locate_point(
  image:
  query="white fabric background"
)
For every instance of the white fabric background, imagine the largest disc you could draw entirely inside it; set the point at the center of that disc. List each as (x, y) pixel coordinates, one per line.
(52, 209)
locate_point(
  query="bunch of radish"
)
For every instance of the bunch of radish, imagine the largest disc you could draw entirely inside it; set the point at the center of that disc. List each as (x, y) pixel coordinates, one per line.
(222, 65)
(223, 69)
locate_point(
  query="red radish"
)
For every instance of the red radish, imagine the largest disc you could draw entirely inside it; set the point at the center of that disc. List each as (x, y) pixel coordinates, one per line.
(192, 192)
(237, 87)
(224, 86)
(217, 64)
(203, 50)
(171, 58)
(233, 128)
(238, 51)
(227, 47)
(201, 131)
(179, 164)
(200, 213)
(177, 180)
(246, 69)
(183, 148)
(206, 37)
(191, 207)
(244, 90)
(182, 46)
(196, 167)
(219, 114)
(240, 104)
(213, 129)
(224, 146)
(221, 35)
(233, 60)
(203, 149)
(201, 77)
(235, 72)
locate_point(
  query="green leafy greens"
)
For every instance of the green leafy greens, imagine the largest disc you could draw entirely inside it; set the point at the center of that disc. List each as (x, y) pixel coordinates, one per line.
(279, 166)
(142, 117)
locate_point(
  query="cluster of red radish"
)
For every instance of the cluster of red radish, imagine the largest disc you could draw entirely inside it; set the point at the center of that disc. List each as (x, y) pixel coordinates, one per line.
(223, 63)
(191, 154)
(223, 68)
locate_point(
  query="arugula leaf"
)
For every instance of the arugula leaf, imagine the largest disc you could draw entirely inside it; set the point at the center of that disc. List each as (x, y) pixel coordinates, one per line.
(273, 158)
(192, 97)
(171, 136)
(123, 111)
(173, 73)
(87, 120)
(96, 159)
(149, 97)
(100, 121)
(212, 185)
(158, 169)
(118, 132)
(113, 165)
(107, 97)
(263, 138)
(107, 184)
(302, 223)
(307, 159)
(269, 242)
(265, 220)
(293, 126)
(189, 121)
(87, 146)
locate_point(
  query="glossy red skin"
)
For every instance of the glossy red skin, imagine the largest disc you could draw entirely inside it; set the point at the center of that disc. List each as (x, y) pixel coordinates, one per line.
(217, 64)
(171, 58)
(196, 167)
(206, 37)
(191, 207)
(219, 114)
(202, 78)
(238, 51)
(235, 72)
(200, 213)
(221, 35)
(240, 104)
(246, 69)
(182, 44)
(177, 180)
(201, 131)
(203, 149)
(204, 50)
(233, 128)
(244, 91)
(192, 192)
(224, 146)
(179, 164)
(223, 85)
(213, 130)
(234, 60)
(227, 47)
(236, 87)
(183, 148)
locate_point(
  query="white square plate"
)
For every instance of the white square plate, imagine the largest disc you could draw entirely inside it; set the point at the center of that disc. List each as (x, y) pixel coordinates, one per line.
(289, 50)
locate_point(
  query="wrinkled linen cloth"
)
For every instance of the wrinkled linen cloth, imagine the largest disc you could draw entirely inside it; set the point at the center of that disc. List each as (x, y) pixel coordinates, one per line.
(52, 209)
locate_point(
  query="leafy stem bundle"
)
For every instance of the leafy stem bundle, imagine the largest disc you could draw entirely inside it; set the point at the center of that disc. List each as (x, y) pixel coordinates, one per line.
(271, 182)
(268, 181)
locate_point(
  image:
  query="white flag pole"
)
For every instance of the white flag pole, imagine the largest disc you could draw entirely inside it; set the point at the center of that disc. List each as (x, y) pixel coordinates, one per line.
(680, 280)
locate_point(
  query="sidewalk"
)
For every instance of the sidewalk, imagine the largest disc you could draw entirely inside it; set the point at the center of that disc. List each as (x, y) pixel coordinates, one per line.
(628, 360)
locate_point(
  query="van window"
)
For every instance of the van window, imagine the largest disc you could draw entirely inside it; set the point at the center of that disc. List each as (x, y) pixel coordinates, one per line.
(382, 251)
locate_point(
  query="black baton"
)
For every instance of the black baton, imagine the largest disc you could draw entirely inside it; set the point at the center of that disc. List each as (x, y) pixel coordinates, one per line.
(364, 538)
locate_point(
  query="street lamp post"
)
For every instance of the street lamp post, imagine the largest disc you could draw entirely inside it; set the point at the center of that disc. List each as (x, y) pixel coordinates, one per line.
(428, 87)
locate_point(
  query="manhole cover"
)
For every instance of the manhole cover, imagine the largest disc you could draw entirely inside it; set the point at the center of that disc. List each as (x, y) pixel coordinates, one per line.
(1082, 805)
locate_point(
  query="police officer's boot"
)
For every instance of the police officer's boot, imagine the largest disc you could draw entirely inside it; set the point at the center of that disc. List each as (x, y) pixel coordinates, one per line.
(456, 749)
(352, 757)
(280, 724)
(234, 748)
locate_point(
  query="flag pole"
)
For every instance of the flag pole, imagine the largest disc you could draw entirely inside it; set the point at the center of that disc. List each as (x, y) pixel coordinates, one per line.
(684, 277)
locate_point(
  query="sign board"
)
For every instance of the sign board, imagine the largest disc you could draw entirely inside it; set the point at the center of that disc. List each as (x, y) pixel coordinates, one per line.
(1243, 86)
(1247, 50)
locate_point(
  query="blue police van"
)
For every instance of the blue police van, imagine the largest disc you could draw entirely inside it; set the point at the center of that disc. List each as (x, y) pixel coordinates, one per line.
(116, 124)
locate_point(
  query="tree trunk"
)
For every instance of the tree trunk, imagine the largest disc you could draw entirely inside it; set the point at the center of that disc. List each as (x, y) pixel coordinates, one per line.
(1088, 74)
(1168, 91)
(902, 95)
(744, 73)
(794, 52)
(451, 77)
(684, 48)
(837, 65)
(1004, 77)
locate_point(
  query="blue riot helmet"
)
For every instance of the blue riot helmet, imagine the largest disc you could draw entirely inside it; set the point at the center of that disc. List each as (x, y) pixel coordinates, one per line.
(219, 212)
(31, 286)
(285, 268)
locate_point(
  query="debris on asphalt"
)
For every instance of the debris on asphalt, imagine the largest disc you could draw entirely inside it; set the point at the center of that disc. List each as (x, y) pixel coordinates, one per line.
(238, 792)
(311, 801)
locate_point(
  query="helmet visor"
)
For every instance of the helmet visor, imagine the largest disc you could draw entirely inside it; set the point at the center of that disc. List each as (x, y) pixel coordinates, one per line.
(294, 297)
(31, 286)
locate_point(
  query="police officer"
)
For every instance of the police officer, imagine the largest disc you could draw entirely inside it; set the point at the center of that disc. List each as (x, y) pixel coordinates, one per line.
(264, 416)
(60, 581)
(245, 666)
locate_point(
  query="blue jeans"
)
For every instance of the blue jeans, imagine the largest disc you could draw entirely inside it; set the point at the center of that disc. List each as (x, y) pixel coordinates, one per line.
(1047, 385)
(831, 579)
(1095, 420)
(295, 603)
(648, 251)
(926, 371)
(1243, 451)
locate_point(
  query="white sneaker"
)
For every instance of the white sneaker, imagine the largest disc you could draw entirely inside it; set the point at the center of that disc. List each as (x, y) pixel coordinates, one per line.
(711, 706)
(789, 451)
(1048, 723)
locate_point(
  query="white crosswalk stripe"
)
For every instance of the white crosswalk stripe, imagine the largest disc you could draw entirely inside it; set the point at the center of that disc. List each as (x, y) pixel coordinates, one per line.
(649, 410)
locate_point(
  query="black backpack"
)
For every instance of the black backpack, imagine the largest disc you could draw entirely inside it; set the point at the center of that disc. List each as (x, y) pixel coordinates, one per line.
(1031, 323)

****************

_WHAT YOU HAVE TO DO_.
Extract every line of the listing above that contains the string "stem". Case counts when matching.

_FULL OUTPUT_.
  query="leafy stem bundle"
For every instance of the leafy stem bundle, imagine the largest disc you could draw entirely inside it; set the point at the center of that disc. List each as (x, y) pixel coordinates, one per line.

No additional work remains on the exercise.